▶ TEXT UNDER STUDY
..........

Guide To Water Retention and PMS

Water Retention, Edema And PMS

Premenstrual Syndrome (PMS) Swelling (Edema)

Premenstrual water retention (and weight gain) is a common side effect of the menstrual cycle in most women. This form of fluid retention causes temporary swelling or enlargement of the breasts, abdomen, ankles, and fingers. Premenstrual headaches and back pain may also be caused by edema swelling brought on by excess fluid in the disks between the vertebrae and the spine, as well as inside the skull. The excess fluid is typically lost in the first days of menstruation.

What Causes Premenstrual Fluid Retention And Edema?

Women have an increased risk of water retention and temporary weight gain during the run-up to a period, due to the rise and fall of hormone levels. Hormones alone, or in combination with other body chemicals, can cause edema due to increased fluid retention. Exactly how do these hormones cause premenstrual water retention? The answer is, we don’t know.

Some experts believe that the reduction in progesterone, in the week before menstruation, leads to more progesterone being broken down which signals the kidneys to retain water and sodium. As well as this, a water-retaining compound (an anti-diuretic hormone) may be secreted, which causes more water to be retained.

Other experts believe that PMS water retention is due to fluctuations in blood sugar. For example, when someone does not eat for many hours, blood sugar levels typically fall very low. This causes the body to secrete adrenaline, which tells the body to release stored sugar from cells in order to normalize the level of sugar in the bloodstream. However, when sugar is removed from the cells, they fill up with water, causing (it is believed) weight gain, bloating and water retention symptoms in premenstrual women. The point is, women with PMS tend to release adrenaline a lot sooner than do women at other stages of the menstrual cycle.

How To Reduce Premenstrual Fluid Retention

For patients who regularly suffer from cyclic water retention in the week before menstruation, dietitians and doctors usually recommend the following:

  • Limit sodium intake to 1000 milligrams a day. Focus on eating plenty of fresh fruit and vegetables and avoid processed foods, including table salt.
  • Aim to get 1200-1350 milligrams of calcium each day. More evidence is emerging that higher-than-average calcium intakes help to reduce water retention and edema.

..........

Data extracted from a collection
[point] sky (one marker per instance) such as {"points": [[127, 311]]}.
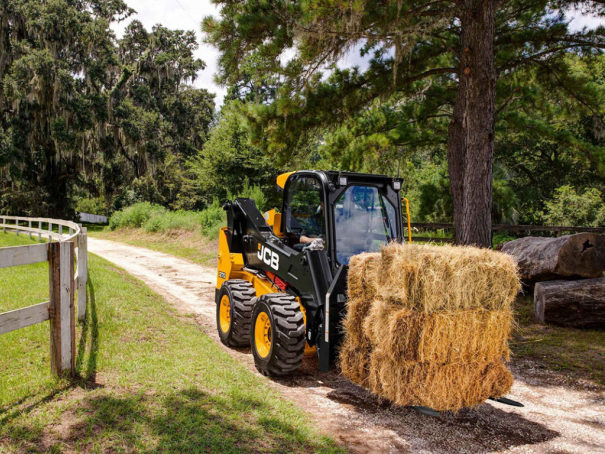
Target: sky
{"points": [[188, 14]]}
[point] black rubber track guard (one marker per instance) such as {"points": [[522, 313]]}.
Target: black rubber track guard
{"points": [[288, 334]]}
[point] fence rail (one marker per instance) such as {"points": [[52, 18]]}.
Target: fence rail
{"points": [[63, 281], [501, 228], [515, 228]]}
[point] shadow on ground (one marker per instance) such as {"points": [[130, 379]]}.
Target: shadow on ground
{"points": [[485, 429]]}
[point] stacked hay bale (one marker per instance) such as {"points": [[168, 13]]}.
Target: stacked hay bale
{"points": [[429, 325]]}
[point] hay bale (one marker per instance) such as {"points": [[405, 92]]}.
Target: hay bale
{"points": [[449, 387], [429, 325], [363, 272], [442, 337], [354, 361], [430, 278]]}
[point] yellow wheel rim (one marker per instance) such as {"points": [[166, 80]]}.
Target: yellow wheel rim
{"points": [[225, 314], [262, 335]]}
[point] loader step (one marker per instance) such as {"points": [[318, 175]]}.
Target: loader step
{"points": [[504, 400]]}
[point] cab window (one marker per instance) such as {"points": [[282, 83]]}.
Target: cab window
{"points": [[304, 207]]}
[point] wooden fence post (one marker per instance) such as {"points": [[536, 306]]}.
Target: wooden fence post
{"points": [[82, 273], [61, 308]]}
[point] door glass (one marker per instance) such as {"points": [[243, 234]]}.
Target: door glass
{"points": [[364, 221], [304, 208]]}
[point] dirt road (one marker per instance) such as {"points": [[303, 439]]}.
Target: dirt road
{"points": [[561, 415]]}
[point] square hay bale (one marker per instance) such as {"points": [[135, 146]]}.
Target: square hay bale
{"points": [[441, 337], [354, 361], [429, 325], [449, 387], [363, 272], [429, 278]]}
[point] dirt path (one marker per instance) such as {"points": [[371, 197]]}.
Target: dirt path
{"points": [[561, 415]]}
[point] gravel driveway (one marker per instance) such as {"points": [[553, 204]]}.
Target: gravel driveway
{"points": [[561, 414]]}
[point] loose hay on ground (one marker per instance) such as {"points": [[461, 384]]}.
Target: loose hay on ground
{"points": [[441, 387], [431, 278]]}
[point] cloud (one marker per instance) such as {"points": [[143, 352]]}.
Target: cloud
{"points": [[188, 15]]}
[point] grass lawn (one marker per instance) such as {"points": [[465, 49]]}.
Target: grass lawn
{"points": [[189, 245], [578, 350], [148, 380]]}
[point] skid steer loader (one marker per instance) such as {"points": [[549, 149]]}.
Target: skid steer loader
{"points": [[281, 286]]}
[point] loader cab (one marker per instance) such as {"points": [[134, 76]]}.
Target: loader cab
{"points": [[352, 212]]}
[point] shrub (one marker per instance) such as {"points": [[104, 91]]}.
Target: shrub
{"points": [[212, 219], [155, 218], [571, 208], [135, 215], [173, 220], [92, 206]]}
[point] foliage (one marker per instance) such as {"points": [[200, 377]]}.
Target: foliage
{"points": [[155, 218], [84, 114], [570, 208], [92, 205], [148, 379], [228, 162], [135, 216], [410, 94]]}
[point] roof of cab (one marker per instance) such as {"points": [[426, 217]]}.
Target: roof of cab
{"points": [[281, 179]]}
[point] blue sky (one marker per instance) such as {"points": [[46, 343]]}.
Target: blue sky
{"points": [[188, 14]]}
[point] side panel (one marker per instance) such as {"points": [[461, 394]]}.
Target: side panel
{"points": [[228, 263]]}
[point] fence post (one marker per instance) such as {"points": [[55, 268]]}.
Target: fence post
{"points": [[82, 273], [61, 308]]}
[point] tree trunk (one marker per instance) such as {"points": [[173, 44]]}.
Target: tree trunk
{"points": [[456, 150], [472, 149], [542, 259], [579, 304]]}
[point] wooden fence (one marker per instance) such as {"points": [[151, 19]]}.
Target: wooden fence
{"points": [[59, 252], [503, 228]]}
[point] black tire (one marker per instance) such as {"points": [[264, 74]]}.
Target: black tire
{"points": [[241, 296], [287, 334]]}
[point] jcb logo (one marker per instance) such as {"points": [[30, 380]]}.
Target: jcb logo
{"points": [[268, 256]]}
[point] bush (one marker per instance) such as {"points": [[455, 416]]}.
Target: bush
{"points": [[569, 208], [212, 219], [92, 206], [135, 215]]}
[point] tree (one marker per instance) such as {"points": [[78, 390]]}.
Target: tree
{"points": [[83, 114], [228, 162], [445, 58]]}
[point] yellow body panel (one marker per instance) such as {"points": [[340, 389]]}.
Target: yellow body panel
{"points": [[263, 335], [281, 179], [231, 266], [274, 220]]}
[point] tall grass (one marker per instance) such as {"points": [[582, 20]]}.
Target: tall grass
{"points": [[156, 218]]}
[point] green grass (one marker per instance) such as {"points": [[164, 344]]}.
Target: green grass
{"points": [[148, 380], [581, 351], [193, 246]]}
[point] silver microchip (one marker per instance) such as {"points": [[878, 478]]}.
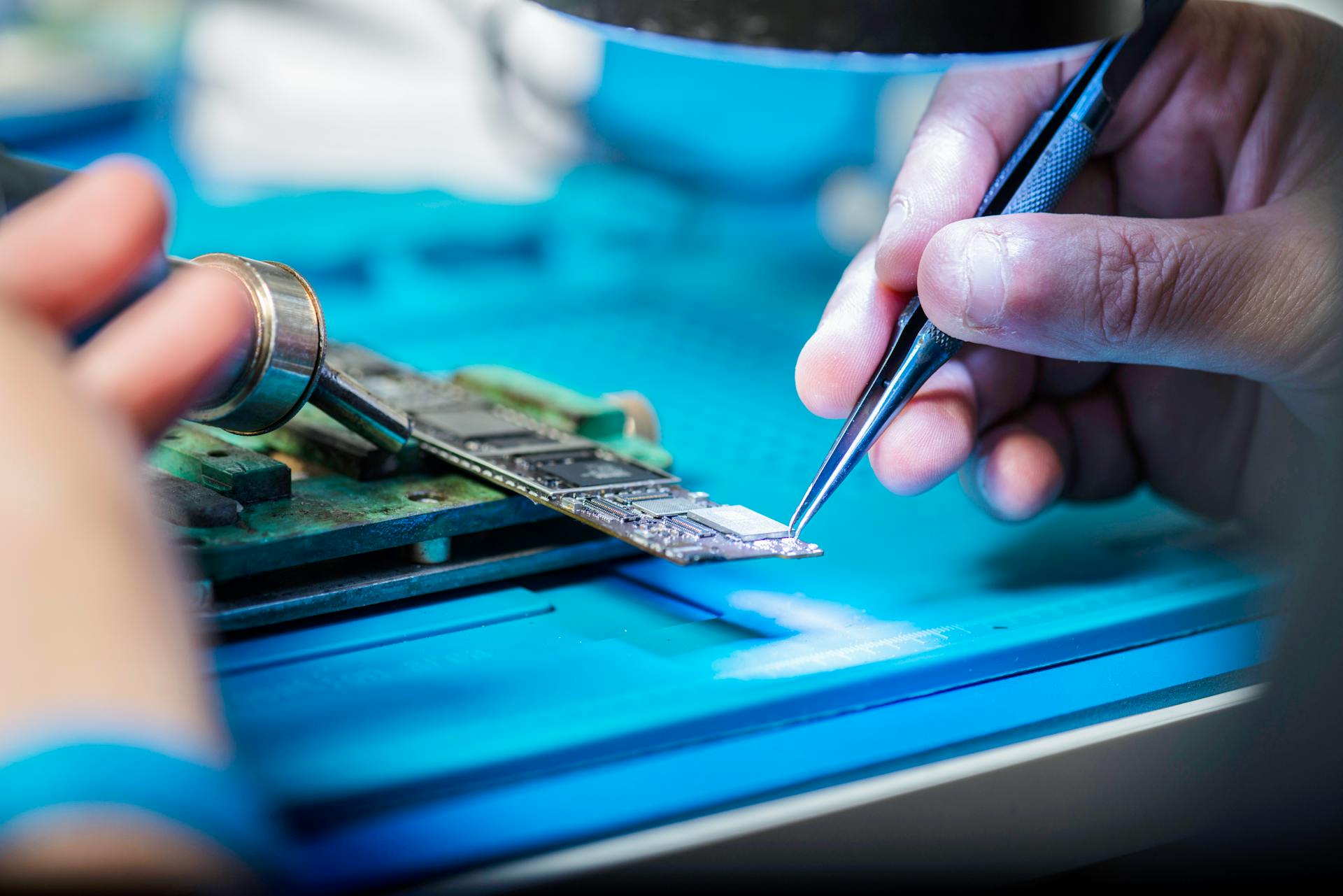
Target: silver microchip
{"points": [[471, 423], [740, 522], [667, 507]]}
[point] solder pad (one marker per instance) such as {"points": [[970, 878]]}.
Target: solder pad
{"points": [[575, 476]]}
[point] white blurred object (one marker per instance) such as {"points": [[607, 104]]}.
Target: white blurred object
{"points": [[853, 202], [385, 96]]}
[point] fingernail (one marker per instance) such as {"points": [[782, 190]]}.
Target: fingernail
{"points": [[896, 217], [985, 271]]}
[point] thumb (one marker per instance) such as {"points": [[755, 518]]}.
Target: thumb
{"points": [[1236, 294]]}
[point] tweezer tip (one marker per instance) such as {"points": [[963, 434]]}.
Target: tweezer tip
{"points": [[800, 519]]}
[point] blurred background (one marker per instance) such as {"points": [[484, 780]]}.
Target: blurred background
{"points": [[481, 182]]}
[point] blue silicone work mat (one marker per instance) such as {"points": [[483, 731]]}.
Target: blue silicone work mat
{"points": [[442, 703], [442, 735]]}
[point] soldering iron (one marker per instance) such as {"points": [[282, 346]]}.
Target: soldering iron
{"points": [[283, 366]]}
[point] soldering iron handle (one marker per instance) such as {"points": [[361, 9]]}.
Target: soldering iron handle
{"points": [[23, 180]]}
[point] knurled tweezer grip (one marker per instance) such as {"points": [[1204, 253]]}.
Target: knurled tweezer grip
{"points": [[1033, 179]]}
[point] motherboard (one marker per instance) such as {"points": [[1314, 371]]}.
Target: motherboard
{"points": [[638, 504]]}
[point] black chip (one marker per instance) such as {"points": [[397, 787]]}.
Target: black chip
{"points": [[471, 423], [590, 472]]}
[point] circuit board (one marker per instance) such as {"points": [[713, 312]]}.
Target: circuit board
{"points": [[642, 506]]}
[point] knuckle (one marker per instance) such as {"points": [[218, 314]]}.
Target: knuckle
{"points": [[1135, 280]]}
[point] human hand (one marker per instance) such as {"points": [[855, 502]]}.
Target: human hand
{"points": [[1201, 297], [96, 634]]}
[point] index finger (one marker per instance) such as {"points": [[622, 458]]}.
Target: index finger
{"points": [[974, 122]]}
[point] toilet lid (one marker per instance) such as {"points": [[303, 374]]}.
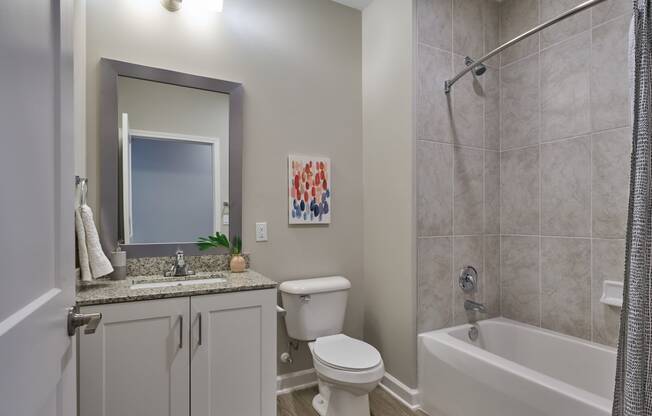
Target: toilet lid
{"points": [[340, 351]]}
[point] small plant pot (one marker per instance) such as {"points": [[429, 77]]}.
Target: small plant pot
{"points": [[238, 264]]}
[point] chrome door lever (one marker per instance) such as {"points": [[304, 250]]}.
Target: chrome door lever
{"points": [[77, 319]]}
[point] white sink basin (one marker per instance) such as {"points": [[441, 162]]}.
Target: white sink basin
{"points": [[173, 283]]}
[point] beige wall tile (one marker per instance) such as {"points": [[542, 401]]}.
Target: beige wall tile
{"points": [[491, 79], [565, 88], [434, 287], [519, 269], [517, 16], [519, 189], [491, 275], [566, 188], [492, 30], [519, 109], [608, 264], [610, 176], [610, 104], [468, 108], [566, 28], [468, 19], [434, 23], [565, 285], [434, 188], [611, 9], [491, 192], [468, 191], [467, 251], [433, 107]]}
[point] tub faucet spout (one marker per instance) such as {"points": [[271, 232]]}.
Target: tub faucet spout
{"points": [[470, 305]]}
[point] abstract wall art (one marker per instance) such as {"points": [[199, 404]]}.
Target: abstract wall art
{"points": [[310, 190]]}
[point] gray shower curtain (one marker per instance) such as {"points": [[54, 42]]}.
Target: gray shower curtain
{"points": [[633, 390]]}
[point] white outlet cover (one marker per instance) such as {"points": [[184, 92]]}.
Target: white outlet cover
{"points": [[261, 231]]}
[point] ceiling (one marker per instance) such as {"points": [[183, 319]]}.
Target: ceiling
{"points": [[356, 4]]}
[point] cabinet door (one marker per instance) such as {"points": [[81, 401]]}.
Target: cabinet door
{"points": [[233, 356], [137, 362]]}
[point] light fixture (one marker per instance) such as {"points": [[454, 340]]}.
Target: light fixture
{"points": [[171, 5], [203, 5]]}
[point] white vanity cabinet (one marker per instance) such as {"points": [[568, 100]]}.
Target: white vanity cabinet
{"points": [[201, 355]]}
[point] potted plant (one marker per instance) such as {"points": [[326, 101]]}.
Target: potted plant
{"points": [[238, 263]]}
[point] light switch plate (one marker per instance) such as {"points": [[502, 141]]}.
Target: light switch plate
{"points": [[261, 231]]}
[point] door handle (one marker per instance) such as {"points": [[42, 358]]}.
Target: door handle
{"points": [[77, 319], [199, 322], [180, 331]]}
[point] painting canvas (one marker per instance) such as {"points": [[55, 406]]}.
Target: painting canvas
{"points": [[310, 190]]}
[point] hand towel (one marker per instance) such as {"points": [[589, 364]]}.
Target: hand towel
{"points": [[84, 265], [99, 263]]}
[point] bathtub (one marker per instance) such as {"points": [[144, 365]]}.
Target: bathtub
{"points": [[513, 369]]}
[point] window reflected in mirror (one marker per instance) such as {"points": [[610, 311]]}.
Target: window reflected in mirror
{"points": [[174, 162]]}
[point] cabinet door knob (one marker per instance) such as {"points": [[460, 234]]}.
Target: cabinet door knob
{"points": [[76, 319]]}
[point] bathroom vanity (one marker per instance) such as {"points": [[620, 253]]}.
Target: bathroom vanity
{"points": [[166, 348]]}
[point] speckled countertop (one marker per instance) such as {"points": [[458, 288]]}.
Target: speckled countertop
{"points": [[103, 291]]}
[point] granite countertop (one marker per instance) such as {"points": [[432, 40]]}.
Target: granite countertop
{"points": [[102, 291]]}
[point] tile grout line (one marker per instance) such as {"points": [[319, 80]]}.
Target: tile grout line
{"points": [[540, 172], [450, 102], [591, 322]]}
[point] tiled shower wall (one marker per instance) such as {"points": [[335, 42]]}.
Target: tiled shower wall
{"points": [[565, 147], [522, 172], [457, 171]]}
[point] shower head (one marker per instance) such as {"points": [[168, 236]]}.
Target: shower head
{"points": [[478, 69]]}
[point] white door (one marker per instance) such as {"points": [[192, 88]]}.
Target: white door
{"points": [[137, 362], [233, 354], [37, 357]]}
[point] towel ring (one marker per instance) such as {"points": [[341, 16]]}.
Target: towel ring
{"points": [[82, 183]]}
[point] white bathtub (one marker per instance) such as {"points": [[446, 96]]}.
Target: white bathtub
{"points": [[513, 369]]}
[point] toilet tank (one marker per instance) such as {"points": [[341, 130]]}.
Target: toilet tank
{"points": [[314, 307]]}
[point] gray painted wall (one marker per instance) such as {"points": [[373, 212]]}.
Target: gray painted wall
{"points": [[388, 161], [300, 65]]}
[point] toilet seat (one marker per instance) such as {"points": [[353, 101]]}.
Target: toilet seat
{"points": [[341, 352]]}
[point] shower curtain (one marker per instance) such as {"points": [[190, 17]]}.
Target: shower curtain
{"points": [[633, 390]]}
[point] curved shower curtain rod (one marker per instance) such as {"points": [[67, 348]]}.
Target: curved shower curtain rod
{"points": [[580, 7]]}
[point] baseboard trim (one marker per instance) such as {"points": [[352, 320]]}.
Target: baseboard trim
{"points": [[298, 380], [406, 395]]}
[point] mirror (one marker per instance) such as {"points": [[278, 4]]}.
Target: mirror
{"points": [[174, 144], [171, 159]]}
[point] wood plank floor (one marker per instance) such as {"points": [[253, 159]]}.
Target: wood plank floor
{"points": [[299, 403]]}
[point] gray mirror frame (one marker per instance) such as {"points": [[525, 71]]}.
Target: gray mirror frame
{"points": [[109, 152]]}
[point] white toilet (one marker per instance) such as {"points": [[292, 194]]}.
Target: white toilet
{"points": [[347, 368]]}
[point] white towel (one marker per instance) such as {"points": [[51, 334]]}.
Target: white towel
{"points": [[98, 262], [84, 265]]}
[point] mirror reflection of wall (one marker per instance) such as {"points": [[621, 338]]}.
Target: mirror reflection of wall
{"points": [[174, 170]]}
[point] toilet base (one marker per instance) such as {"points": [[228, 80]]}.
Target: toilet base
{"points": [[341, 403], [319, 404]]}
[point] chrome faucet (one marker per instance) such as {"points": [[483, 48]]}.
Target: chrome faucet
{"points": [[179, 268], [470, 305]]}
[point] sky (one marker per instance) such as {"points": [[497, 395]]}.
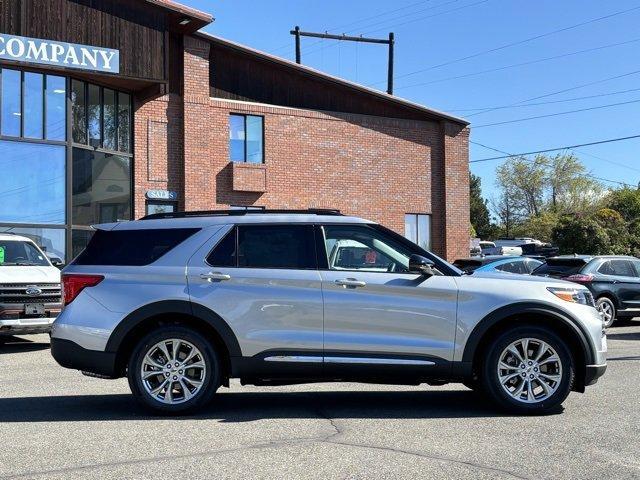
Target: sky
{"points": [[596, 41]]}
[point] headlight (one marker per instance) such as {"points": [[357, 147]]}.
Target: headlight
{"points": [[573, 295]]}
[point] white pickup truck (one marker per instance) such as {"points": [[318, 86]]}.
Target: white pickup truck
{"points": [[30, 293]]}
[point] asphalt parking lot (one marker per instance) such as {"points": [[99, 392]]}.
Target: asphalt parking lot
{"points": [[56, 423]]}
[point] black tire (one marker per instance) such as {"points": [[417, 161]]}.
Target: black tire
{"points": [[606, 302], [210, 383], [497, 393]]}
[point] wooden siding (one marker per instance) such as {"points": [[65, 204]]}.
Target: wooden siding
{"points": [[236, 75], [136, 29]]}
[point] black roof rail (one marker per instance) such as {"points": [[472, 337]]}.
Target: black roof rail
{"points": [[237, 213]]}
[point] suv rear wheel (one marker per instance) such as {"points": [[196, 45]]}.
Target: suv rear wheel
{"points": [[528, 369], [174, 370]]}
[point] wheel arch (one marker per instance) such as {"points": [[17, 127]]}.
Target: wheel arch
{"points": [[531, 314], [137, 324]]}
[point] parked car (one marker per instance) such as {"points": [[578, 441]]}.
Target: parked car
{"points": [[614, 281], [498, 263], [30, 297], [180, 303]]}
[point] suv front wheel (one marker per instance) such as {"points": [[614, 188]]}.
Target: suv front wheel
{"points": [[173, 370], [528, 369]]}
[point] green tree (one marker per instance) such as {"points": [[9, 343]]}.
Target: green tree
{"points": [[480, 219]]}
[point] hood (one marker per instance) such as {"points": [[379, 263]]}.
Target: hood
{"points": [[514, 277], [29, 274]]}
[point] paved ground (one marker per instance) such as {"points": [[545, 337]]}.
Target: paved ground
{"points": [[55, 423]]}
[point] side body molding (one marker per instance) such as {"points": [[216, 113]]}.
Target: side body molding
{"points": [[168, 307]]}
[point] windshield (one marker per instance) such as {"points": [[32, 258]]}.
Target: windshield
{"points": [[19, 252]]}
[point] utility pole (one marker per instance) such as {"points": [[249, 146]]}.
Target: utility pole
{"points": [[390, 41]]}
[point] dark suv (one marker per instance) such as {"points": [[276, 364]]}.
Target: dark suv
{"points": [[614, 281]]}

..........

▶ PROBLEM REQUIREMENTS
Copy the guide on water retention and PMS, starting with "Premenstrual Syndrome (PMS)" and going on through "Retention And Edema?", replacing "breasts" with "chest".

▶ EXERCISE SOLUTION
Premenstrual Syndrome (PMS) Swelling (Edema)

Premenstrual water retention (and weight gain) is a common side effect of the menstrual cycle in most women. This form of fluid retention causes temporary swelling or enlargement of the chest, abdomen, ankles, and fingers. Premenstrual headaches and back pain may also be caused by edema swelling brought on by excess fluid in the disks between the vertebrae and the spine, as well as inside the skull. The excess fluid is typically lost in the first days of menstruation.

What Causes Premenstrual Fluid Retention And Edema?